#### What to do
• A. Write out the part of the passage on word-embedding analogy accuracy that begins at the words "Classical skip-gram models" and stops after the words "et al., 2024).".
• B. Continue the passage on word-embedding analogy accuracy from the point where it stops.

Classical skip-gram models achieve 73–78% accuracy on semantic analogies (Google) and 67% on syntactic (MSR); FastText exhibits strong syntactic performance but lags in semantic classes (Wang et al., 2019). Multilingual FastText embeddings achieve up to 95% in “capitals & countries” (English) but only 28% (Slovene), with accuracy@5 mitigating cross-lingual limitations (Ulčar et al., 2019).

Morphological analogy solvers leveraging character-level neural embeddings reach top-1 accuracies up to 98% in high-resource languages, dramatically outperforming symbolic algorithms (Alea, Kolmo), which fail on irregular forms (Marquer et al., 2023). Biomedically trained embeddings (BioConceptVec) enable drug–gene prediction via analogy arithmetic, achieving top-1 accuracy of ∼30% and top-10 of ∼70%, on par with general linguistic benchmarks (Yamagiwa et al., 2024).

Word order–aware models (WOVe, PENN) yield 25–57% relative improvements in analogy accuracy, especially for syntactic patterns, demonstrating the advantage of encoding context positions (Ibrahim et al., 2021, Trask et al., 2015).

#### Records shown

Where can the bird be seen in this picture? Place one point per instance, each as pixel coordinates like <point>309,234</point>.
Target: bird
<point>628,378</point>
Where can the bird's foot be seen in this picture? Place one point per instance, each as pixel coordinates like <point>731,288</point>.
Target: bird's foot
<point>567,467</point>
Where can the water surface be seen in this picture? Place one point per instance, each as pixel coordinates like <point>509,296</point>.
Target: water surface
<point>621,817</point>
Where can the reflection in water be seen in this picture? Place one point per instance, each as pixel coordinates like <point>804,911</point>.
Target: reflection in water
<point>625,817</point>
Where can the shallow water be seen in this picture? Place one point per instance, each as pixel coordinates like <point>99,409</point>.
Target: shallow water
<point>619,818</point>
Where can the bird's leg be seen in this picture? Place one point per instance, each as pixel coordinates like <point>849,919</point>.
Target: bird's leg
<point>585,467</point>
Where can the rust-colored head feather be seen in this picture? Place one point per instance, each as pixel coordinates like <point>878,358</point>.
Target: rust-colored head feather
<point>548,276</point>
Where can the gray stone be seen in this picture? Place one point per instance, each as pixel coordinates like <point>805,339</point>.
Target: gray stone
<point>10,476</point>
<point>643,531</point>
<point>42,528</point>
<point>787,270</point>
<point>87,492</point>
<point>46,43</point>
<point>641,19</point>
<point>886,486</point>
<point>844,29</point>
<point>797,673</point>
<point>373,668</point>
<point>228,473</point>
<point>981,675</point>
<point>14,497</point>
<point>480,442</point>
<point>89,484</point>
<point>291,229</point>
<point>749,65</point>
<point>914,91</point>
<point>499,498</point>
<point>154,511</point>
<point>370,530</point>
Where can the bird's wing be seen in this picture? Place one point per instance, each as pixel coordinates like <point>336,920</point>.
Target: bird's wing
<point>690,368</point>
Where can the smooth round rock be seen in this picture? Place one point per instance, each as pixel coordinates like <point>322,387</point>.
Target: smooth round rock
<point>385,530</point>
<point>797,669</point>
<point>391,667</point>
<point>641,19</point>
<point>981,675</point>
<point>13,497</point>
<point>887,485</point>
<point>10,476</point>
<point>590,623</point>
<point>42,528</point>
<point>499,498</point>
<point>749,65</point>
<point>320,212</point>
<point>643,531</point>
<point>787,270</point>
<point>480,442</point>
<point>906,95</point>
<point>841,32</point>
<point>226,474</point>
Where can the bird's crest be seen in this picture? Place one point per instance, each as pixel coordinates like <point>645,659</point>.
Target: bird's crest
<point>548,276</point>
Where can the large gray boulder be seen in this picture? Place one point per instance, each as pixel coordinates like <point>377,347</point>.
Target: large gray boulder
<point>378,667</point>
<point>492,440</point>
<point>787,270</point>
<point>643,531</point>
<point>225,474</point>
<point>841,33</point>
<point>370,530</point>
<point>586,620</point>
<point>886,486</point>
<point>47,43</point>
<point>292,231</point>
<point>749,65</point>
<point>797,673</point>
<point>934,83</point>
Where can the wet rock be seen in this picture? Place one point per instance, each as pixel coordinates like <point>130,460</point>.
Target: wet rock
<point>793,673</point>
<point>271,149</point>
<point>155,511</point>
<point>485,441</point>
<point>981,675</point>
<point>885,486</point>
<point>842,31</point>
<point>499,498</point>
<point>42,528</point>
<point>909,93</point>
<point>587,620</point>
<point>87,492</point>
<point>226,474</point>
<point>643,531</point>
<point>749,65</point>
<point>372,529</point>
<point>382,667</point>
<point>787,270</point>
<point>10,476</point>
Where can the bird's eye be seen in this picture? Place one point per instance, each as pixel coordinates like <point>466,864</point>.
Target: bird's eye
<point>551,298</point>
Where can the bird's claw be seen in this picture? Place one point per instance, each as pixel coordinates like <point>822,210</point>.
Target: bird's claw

#### Your responses
• A.
Classical skip-gram models achieve 73–78% accuracy on semantic analogies (Google) and 67% on syntactic (MSR); FastText exhibits strong syntactic performance but lags in semantic classes (Wang et al., 2019). Multilingual FastText embeddings achieve up to 95% in “capitals & countries” (English) but only 28% (Slovene), with accuracy@5 mitigating cross-lingual limitations (Ulčar et al., 2019).

Morphological analogy solvers leveraging character-level neural embeddings reach top-1 accuracies up to 98% in high-resource languages, dramatically outperforming symbolic algorithms (Alea, Kolmo), which fail on irregular forms (Marquer et al., 2023). Biomedically trained embeddings (BioConceptVec) enable drug–gene prediction via analogy arithmetic, achieving top-1 accuracy of ∼30% and top-10 of ∼70%, on par with general linguistic benchmarks (Yamagiwa et al., 2024).

• B.
LLMs (BERT, XLNet, RoBERTa, etc.) cluster synonym/hypernym pairs but perform poorly on proportional analogies (mean MD≈1.0 for Google, SAT)—surfacing a gap in capturing implicit offset-based relations (Wijesiriwardene et al., 2023).

6. Analysis by Linguistic and Domain Factors

Performance by linguistic category and language type shows:

Morphologically rich languages (Finnish, Slovene, Croatian) suffer lower analogy accuracy in FastText, mainly due to homonymy and inflectional complexity; k-nearest approaches partly alleviate this (Ulčar et al., 2019).
Syntactic analogies are strongly supported by character/sub-word models, as BiLSTM+ReLU captures most productive morphological processes “for free” (Stratos, 2017).
Semantic analogies require distributional embedding of word co-occurrence, with sub-word models unable to recover topology.
Cross-lingual analogies using linear and hyperbolic mappings perform best in low dimensions or with highly regular relations; semantic category transfer (state-currency) remains challenging across language families (Brychcín et al., 2018, Saxena et al., 2022).

Biomedical and morphological benchmarks reveal that multi-answer evaluation and offset averaging clarify model limitations in domain-specific relations (Newman-Griffis et al., 2017, Marquer et al., 2023).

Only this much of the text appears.